_YOUR ASSIGNMENT_
What you hand back must match the listing exactly.

========================================

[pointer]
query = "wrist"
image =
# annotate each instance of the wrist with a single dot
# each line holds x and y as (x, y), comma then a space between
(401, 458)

========================================

_EXERCISE SOLUTION_
[pointer]
query = "wrist"
image =
# annotate each instance of the wrist with a single dot
# each line holds x and y as (x, y), comma then a space between
(401, 458)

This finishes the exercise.